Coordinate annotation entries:
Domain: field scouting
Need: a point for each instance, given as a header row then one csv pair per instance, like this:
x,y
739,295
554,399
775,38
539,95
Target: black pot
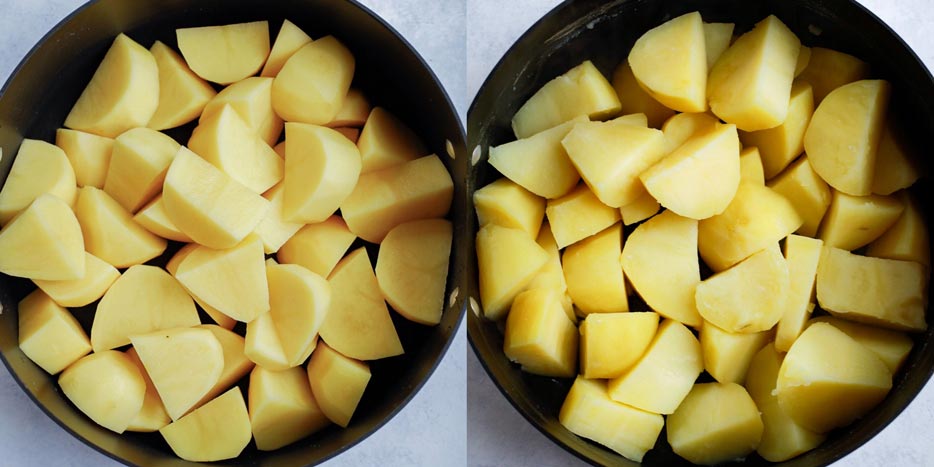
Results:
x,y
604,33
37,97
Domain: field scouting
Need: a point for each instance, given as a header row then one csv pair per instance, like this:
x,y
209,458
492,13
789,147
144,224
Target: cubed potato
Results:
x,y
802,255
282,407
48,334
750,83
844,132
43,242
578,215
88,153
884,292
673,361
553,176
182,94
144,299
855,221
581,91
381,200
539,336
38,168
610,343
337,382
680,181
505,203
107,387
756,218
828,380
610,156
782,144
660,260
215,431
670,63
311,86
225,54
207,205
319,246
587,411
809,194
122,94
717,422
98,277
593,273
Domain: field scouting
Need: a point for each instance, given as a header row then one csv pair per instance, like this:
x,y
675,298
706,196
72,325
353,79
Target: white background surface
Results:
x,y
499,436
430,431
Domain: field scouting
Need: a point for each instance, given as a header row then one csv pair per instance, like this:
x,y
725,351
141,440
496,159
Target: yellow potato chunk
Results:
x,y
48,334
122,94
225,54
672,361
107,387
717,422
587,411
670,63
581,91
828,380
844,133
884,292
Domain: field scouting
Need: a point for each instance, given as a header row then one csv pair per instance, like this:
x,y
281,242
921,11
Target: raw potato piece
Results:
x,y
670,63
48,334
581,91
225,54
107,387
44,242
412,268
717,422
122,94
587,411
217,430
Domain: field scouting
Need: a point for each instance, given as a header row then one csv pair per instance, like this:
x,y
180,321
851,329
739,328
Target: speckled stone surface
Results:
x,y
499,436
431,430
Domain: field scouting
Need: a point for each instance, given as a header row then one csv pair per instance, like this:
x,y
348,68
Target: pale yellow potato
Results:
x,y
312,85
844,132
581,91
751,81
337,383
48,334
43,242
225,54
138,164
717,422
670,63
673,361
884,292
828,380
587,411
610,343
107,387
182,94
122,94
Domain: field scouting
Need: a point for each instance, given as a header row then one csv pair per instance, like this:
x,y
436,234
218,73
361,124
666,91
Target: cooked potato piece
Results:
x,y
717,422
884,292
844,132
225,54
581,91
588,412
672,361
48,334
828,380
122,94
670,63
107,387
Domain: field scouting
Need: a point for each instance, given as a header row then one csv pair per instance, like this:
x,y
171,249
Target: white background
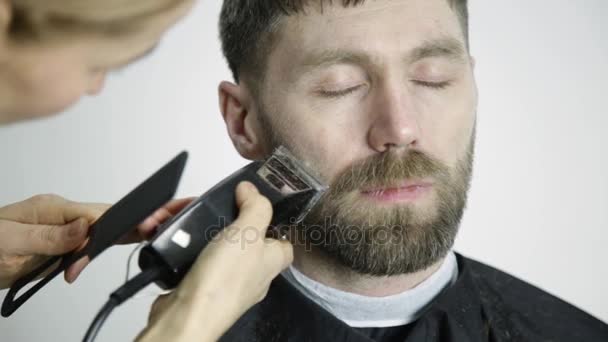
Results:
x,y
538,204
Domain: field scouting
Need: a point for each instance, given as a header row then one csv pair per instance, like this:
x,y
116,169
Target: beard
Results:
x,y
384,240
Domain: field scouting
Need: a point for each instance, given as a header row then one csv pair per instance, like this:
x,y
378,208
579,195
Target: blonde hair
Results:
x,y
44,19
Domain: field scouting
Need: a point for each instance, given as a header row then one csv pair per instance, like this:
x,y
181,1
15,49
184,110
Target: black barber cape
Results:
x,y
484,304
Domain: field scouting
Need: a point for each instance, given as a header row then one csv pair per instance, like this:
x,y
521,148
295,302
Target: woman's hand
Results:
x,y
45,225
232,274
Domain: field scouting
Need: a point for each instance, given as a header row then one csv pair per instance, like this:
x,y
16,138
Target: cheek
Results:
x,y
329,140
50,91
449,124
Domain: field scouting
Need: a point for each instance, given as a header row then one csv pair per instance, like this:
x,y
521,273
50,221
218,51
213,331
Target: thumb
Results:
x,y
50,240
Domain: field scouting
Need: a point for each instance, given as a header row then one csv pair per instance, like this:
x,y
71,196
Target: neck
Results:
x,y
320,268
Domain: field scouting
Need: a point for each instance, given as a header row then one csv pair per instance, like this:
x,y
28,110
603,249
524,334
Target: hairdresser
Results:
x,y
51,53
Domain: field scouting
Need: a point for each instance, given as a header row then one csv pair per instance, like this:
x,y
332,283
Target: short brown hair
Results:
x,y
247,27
---
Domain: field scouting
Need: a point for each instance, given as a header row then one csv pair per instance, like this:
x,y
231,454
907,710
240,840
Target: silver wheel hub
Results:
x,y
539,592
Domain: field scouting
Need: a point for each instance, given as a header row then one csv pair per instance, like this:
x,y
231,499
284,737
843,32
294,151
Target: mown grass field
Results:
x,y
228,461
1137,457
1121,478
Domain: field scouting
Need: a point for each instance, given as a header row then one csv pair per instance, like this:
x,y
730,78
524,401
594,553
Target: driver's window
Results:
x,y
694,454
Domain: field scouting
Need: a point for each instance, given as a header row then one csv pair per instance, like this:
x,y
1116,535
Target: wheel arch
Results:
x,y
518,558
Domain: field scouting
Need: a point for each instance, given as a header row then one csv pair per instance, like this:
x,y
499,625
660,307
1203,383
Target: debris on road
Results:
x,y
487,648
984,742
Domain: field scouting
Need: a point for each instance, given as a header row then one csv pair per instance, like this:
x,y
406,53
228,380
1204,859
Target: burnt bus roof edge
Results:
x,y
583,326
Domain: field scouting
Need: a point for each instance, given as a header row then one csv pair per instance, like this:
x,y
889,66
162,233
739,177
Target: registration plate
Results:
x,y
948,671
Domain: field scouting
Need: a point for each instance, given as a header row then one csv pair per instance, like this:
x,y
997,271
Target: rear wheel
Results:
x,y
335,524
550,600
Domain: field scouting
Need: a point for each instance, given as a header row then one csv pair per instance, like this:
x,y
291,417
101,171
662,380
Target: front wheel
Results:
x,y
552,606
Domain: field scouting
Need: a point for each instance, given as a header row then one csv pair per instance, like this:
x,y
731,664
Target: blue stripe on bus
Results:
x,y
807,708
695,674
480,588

#### [GOAL OF THE EXERCISE]
How many lines in the items above contain the string "black"? Reply with the number alone.

#### [RESULT FOR THIS EXERCISE]
2